:: TO DO ::
1: In the class notes on lifetimes and aliasing, reproduce word for word the passage from "Mismanaging lifetimes is" to "can or will.".
2: According to the class notes on lifetimes and aliasing, what results from accessing an object outside its lifetime?

:: EXTRACT TO READ ::
○ ○ ○ ○
Class 5: Lifetimes and Aliasing

Lifetimes

The lifetime of something is the duration of a program's execution during which it exists. That is, the lifetime of a value begins when it is first defined, and ends when it goes out of scope and is inaccessible by any part of the program. Managing lifetimes is incredibly important, since accessing an object outside its lifetime means that the object is not in a valid state and you will get undefined behavior. One of the goals of Rust is to ensure that it is impossible to access an object outside of its lifetime.

C++

Mismanaging lifetimes is a serious issue in real code. Louis Brandy gave an excellent talk, "Curiously Recurring C++ Bugs at Facebook" which, from (12:48 - 17:06) discusses a specific bug that happens all the time at Facebook that has to do with lifetimes. He even comments at 16:24 that

This is a really hard problem to fix (...) But at some point the language has to fix it and I don't know if it can or will.

Louis Brandy's broken C++ code is the following.

const string &get_default(const map<string, string> &map,
                          const string &key,
                          const string &dflt)
{
    auto pos = map.find(key);
    // If value was found, return that, otherwise return `dflt` (default)
    return (pos != map.end() ? pos->second : dflt);
}

The problem with this code is that the return value is a reference to a value that will either live as long as the value associated with the key, or only as long as the default, and it is quite common for the default to not live very long. The lifetimes of temporaries in C++ are complicated and, I believe, have changed since this talk was given in 2017 making it a little harder to break this function, but it is still very easily broken.
○ ○ ○ ○
Data listing:
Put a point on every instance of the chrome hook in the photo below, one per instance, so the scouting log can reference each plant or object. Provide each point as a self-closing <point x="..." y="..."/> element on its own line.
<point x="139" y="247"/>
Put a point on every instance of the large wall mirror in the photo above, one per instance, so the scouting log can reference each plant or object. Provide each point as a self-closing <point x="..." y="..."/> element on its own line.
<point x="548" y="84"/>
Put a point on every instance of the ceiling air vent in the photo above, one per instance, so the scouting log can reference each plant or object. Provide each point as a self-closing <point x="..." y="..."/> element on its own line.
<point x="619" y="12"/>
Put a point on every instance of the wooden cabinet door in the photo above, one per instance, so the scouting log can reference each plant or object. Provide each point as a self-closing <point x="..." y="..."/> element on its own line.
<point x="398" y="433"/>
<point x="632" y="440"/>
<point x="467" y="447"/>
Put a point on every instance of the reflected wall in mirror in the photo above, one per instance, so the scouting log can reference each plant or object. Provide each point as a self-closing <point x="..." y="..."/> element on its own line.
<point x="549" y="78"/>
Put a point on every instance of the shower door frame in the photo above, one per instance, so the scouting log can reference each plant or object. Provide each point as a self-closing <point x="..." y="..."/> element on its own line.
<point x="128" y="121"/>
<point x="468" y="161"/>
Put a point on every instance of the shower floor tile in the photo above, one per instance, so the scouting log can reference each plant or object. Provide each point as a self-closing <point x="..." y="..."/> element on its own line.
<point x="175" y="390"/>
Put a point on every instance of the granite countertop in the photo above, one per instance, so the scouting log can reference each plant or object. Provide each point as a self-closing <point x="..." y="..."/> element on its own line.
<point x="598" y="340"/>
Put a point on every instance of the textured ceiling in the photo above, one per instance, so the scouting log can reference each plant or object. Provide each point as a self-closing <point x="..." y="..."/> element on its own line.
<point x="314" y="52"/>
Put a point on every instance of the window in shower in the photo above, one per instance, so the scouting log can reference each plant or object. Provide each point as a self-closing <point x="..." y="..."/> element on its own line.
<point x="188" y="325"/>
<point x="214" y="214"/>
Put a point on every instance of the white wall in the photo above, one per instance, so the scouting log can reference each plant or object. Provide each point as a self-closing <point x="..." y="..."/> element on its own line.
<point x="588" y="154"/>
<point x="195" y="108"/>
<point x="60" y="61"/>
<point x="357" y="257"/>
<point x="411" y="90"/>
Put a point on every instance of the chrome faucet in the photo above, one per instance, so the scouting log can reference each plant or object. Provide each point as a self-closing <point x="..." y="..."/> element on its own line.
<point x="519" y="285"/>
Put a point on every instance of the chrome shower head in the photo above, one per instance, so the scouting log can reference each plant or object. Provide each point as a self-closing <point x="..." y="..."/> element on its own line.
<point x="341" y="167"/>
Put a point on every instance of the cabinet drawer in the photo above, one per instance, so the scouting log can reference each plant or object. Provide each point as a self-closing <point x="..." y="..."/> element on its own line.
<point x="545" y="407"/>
○ ○ ○ ○
:: SOLUTION LIST ::
1:
Mismanaging lifetimes is a serious issue in real code. Louis Brandy gave an excellent talk, "Curiously Recurring C++ Bugs at Facebook" which, from (12:48 - 17:06) discusses a specific bug that happens all the time at Facebook that has to do with lifetimes. He even comments at 16:24 that

This is a really hard problem to fix (...) But at some point the language has to fix it and I don't know if it can or will.

2: The object is not in a valid state, and you get undefined behavior.